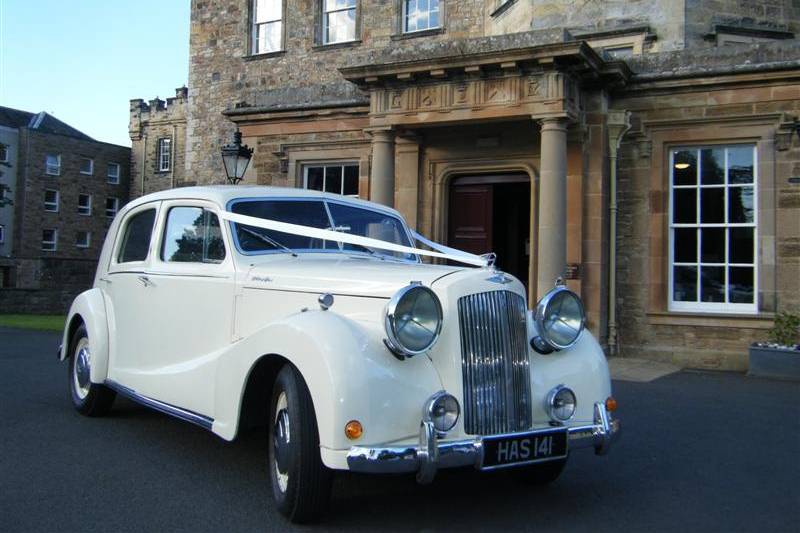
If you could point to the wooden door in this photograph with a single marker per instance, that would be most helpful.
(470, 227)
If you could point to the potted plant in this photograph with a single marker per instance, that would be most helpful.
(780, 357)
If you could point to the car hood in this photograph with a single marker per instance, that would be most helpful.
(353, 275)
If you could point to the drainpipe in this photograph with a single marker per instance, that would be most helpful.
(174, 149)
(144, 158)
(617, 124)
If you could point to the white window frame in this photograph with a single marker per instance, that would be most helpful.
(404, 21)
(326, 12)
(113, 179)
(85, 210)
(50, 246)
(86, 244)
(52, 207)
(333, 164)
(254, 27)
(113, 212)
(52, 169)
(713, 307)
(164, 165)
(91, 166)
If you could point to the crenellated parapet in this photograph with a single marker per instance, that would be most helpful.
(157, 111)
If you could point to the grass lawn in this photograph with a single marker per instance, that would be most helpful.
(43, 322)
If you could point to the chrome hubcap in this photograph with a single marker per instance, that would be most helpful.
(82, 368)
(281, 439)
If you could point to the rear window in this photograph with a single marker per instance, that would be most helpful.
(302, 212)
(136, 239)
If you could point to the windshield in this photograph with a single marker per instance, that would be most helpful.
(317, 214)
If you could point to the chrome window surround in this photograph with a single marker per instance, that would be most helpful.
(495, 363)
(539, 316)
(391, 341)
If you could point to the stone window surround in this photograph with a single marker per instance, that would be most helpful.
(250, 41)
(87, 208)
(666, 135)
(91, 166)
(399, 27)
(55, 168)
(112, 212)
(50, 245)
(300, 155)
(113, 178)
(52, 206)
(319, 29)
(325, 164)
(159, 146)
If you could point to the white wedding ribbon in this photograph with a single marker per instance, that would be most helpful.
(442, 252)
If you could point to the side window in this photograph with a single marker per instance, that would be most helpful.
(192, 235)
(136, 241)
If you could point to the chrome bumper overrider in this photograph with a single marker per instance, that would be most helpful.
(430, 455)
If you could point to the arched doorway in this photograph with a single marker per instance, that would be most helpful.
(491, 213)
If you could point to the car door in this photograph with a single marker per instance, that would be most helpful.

*****

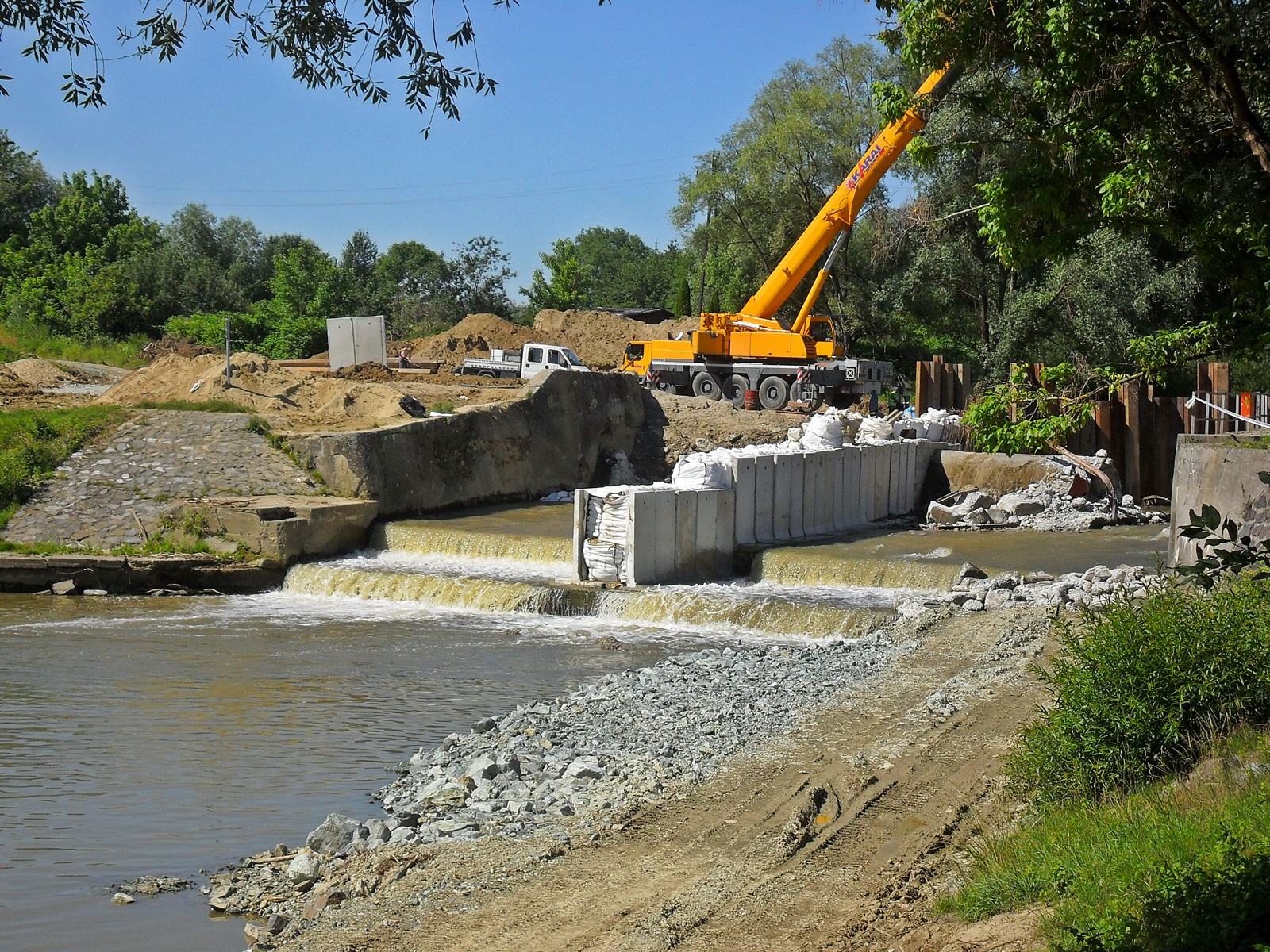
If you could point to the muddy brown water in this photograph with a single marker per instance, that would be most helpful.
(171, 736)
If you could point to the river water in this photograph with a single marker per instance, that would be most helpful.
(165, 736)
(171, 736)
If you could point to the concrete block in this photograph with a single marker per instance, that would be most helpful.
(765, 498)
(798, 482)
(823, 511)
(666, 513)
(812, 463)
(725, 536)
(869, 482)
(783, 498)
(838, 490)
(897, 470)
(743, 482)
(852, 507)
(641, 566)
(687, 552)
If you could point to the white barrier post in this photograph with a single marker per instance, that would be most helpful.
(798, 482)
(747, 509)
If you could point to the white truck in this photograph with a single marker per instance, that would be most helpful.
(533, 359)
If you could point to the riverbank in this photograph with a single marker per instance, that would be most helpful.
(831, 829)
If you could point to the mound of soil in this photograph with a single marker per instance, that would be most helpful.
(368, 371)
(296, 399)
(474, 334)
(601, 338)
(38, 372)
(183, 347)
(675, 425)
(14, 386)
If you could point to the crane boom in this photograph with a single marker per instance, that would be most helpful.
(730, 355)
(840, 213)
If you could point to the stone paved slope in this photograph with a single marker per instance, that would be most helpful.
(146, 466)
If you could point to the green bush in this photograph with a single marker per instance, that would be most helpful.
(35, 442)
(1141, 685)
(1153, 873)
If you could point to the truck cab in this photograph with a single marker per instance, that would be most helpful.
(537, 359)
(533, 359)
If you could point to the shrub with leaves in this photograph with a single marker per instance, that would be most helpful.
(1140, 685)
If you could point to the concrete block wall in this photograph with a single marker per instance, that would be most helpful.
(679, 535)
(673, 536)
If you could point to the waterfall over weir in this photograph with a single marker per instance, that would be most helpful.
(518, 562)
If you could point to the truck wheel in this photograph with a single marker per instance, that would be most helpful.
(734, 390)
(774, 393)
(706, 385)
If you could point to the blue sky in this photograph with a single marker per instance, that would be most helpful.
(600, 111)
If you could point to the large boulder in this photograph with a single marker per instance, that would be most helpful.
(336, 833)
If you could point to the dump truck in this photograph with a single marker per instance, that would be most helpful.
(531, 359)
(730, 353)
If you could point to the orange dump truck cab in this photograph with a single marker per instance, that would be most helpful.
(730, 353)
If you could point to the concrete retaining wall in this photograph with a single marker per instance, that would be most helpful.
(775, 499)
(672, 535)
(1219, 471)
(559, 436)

*****

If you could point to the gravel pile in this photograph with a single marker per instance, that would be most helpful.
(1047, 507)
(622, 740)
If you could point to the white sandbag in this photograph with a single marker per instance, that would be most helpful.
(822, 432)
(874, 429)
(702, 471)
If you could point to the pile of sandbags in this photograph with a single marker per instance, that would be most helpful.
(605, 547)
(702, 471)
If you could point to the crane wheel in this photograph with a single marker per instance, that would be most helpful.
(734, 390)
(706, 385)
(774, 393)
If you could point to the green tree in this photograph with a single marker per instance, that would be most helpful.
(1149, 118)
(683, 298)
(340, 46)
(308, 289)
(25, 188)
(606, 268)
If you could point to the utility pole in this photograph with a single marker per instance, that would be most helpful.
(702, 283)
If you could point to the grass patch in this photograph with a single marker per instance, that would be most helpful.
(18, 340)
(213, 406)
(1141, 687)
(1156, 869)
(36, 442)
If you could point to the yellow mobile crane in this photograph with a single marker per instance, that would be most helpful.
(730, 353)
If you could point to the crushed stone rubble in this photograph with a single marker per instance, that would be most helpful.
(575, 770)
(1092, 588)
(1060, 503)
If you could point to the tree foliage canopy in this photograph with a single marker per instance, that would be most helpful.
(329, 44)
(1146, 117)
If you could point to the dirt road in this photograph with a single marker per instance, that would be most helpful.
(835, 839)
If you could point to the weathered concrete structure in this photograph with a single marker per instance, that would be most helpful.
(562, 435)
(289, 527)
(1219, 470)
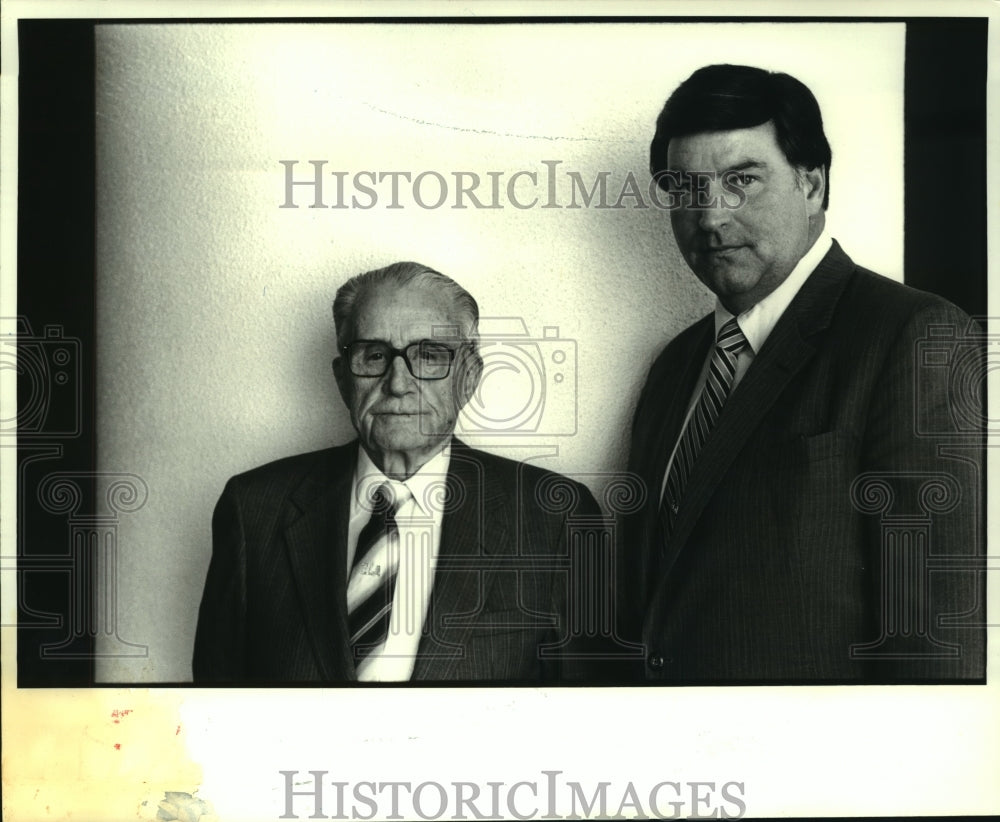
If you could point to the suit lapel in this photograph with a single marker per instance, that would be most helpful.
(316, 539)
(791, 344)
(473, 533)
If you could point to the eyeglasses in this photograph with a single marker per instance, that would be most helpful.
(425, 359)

*****

Extract every line of the data above that contains the string "wheel" and copy each one out in full.

§ **WRITTEN REPLY**:
If you could point to the truck wheel in this photograph with a single marker per instance, that would be most helpful.
If you could point to the crane wheel in this photograph with a single marker per instance, that would be most helpful.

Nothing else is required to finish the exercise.